> _Problem to work on_:
In the column on holiday stress and winter blues, turn the paragraph beginning "There are also very real physiological effects" into a short bulleted list that keeps its main facts.

Having recently moved both our home and my counseling practice from Monmouth to Maupin, I thought that the new year might be a good time to introduce a maybe-regular new column in the WamPinRock, for the purpose of sharing some of the information on mental, emotional, and behavioral health topics which might be of interest to members of my new community. And while “holiday stress” and “winter blues” are phrases that get tossed around so much that they have lost much of their meaning, they refer to something very real this time of year, and so seemed like a good topics to focus on in this first column.
During this first holiday season in Maupin for my husband and I, lights ablaze on the Christmas tree and the winter fog sometimes hanging low in the canyon all through the short days, I find myself thinking of how much that particular pairing of darkness and light reflects the mixed emotions and moods that many people experience during, and about, this time of year. While Christmas may represent happy memories and the joys of gathering with family and friends, the anticipation and preparations can be stressful also!
Even more difficult for many are the ways in which the winter holidays can be a painful reminder of major losses. For those who have lost loved ones in the past year to death, relocation or estrangement, this may be the first holiday season without that person present, with the feelings of sadness that that “first” brings. For others, the annual holiday season itself is forever associated with the anniversary of the death of a family member or friend, however long ago. And if you wonder if it only seems as though more people die during the holidays than at other times of year, several studies have found evidence to support this impression, including a large study conducted by the University of California which found that between 3% and 9% of all annual deaths in the U.S. occur during the weeks of Christmas and New Years.
There are also very real physiological effects of light deprivation that occurs in northern latitudes especially, which have psychological consequences. Call it “cabin fever,” “winter blues,” or “Seasonal Affective Disorder” (“S.A.D.”), the related psychological symptoms are thought to be caused by the ways in which the reduced levels of sunlight in fall and winter both result in a decrease of serotonin in the brain, and in an imbalance of melatonin—brain chemicals which play a key role in determining both our sleep patterns and moods. Irritability, fatigue, tearfulness, hypersensitivity, oversleeping, a general feeling of “heaviness,” carbohydrate-craving and weight gain are common symptoms, which tend to be the most severe in people with a history of depression.

> _Information shown_:
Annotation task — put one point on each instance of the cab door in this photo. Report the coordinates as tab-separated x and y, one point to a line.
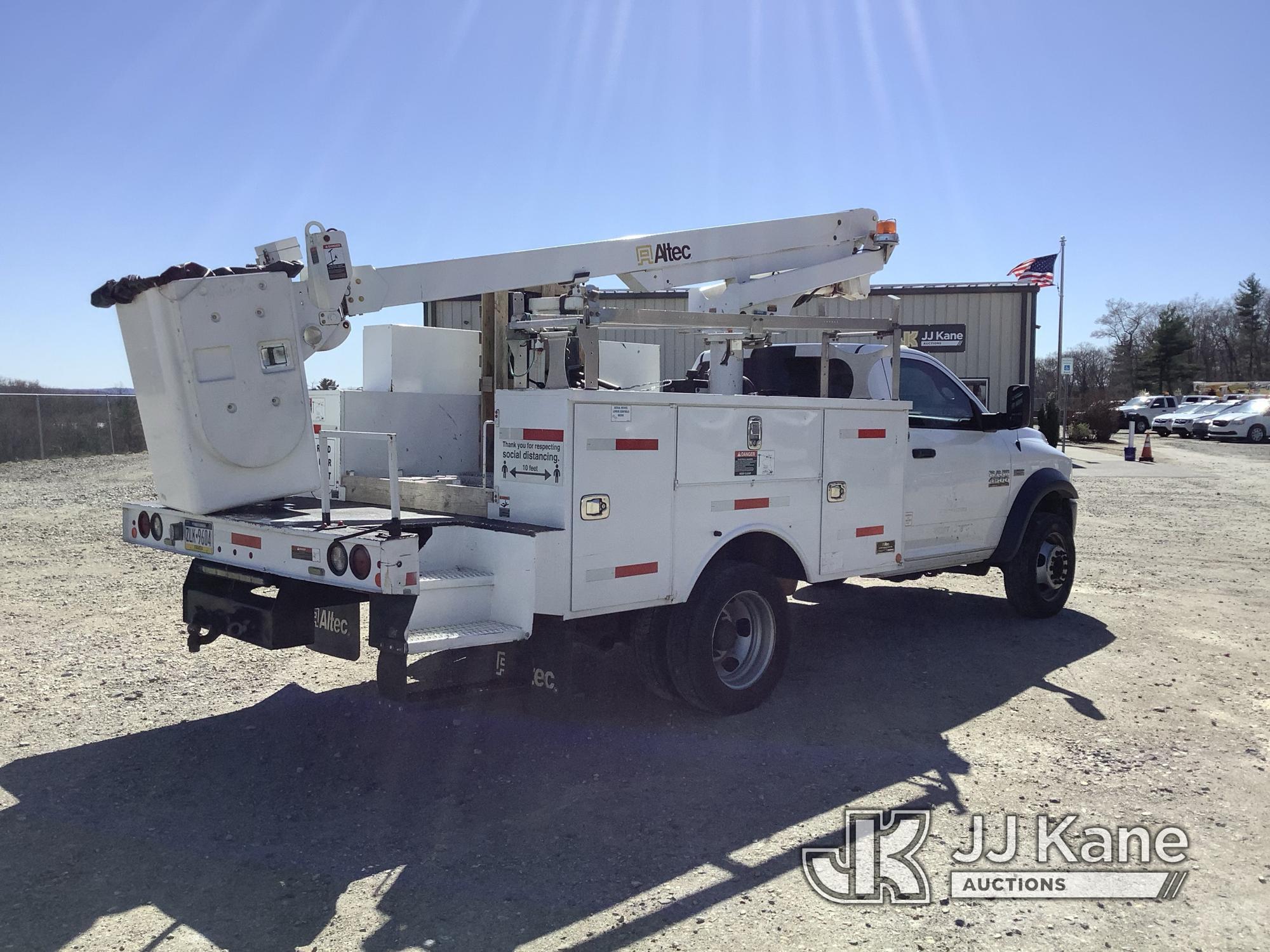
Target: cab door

> _Finished task_:
- Light deprivation, especially in northern latitudes, has real physiological effects with psychological consequences.
- The condition is called "cabin fever," "winter blues," or Seasonal Affective Disorder (S.A.D.).
- Its symptoms are thought to arise because reduced fall and winter sunlight lowers serotonin in the brain and unbalances melatonin. These brain chemicals play a key role in sleep patterns and moods.
- Common symptoms are irritability, fatigue, tearfulness, hypersensitivity, oversleeping, a general feeling of "heaviness," carbohydrate craving, and weight gain.
- Symptoms tend to be most severe in people with a history of depression.